* _Задание_
Изложите в виде краткого списка абзац отрывка о болезни Булгакова, начинающийся словами «К уходу за больным присоединилась». Сохраните его основные факты.

* _Предоставленный отрывок_
_ _ _ _ _
2.30 проснулся (рассказ о «галлюцинации» — оказывается сном). Потом слова — мне сегодня ночью лучше».

13 ноября: «Бросил курить». 15 ноября: «Необычайное настроение, разговор о пьесе новой».

К уходу за больным присоединилась сестра Леля (Елена Афанасьевна Светлаева), которая жила недалеко от квартиры Булгаковых. 17 ноября она написала письмо Надежде Афанасьевне, в котором говорилось: «Сегодня я была у брата Миши, куда меня вызвали по телефону. Последние дни он чувствовал себя лучше, но сегодня перед моим уходом стал жаловаться на боли в пояснице (в области почек). Елена Сергеевна тоже больна, лежит. Я буду пока к ним ездить и сидеть с Мишей... 19-го могли бы туда приехать (день именин Булгакова. — В.Л.)... К нему допускают только по одному человеку и только сутра, т. к. вечерами у него врачи, процедуры, он чувствует себя плохо и очень раздражителен... Я думаю, нам всем, т. е. сестрам Вере, Надежде и Елене, следовало бы повидать его до санатория. Он тяжело болен, плохо выглядит, грустно настроен... Если попадешь к Мише без меня, говори, что отцу долго не могли поставить диагноз, что поэтому в начале болезни он не соблюдал диеты и т. п. Мишу мучает мысль, что у него все, как у отца» (выделено нами. — В.Л.).

Сведений о том, как протекала болезнь во время пребывания Булгакова в «Барвихе», сохранилось мало, но и из писем его видно, что в это время наметилось значительное улучшение. К сожалению, пребывание писателя в санатории ограничилось одним месяцем, хотя врачи настаивали на двухмесячном лечении.
_ _ _ _ _
* _Материал_
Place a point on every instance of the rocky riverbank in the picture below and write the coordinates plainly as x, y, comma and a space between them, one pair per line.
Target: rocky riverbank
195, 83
_ _ _ _ _
* _Ответ на задание_
- К уходу за больным присоединилась сестра Леля (Елена Афанасьевна Светлаева), жившая недалеко от квартиры Булгаковых.
- 17 ноября она написала письмо Надежде Афанасьевне.
- В письме говорилось, что последние дни брату Мише было лучше. Однако в тот день он стал жаловаться на боли в пояснице (в области почек).
- Елена Сергеевна тоже больна и лежит. Леля собиралась пока ездить к ним и сидеть с Мишей.
- Она писала, что 19-го, в день именин Булгакова, можно было бы туда приехать.
- К больному допускали только по одному человеку и только с утра. Вечерами у него были врачи и процедуры, он чувствовал себя плохо и был очень раздражителен.
- Леля считала, что сестрам Вере, Надежде и Елене следовало бы повидать его до санатория. Он тяжело болен, плохо выглядит и грустно настроен.
- Она просила говорить Мише, что отцу долго не могли поставить диагноз и поэтому в начале болезни он не соблюдал диеты. Мишу мучила мысль, что у него всё, как у отца.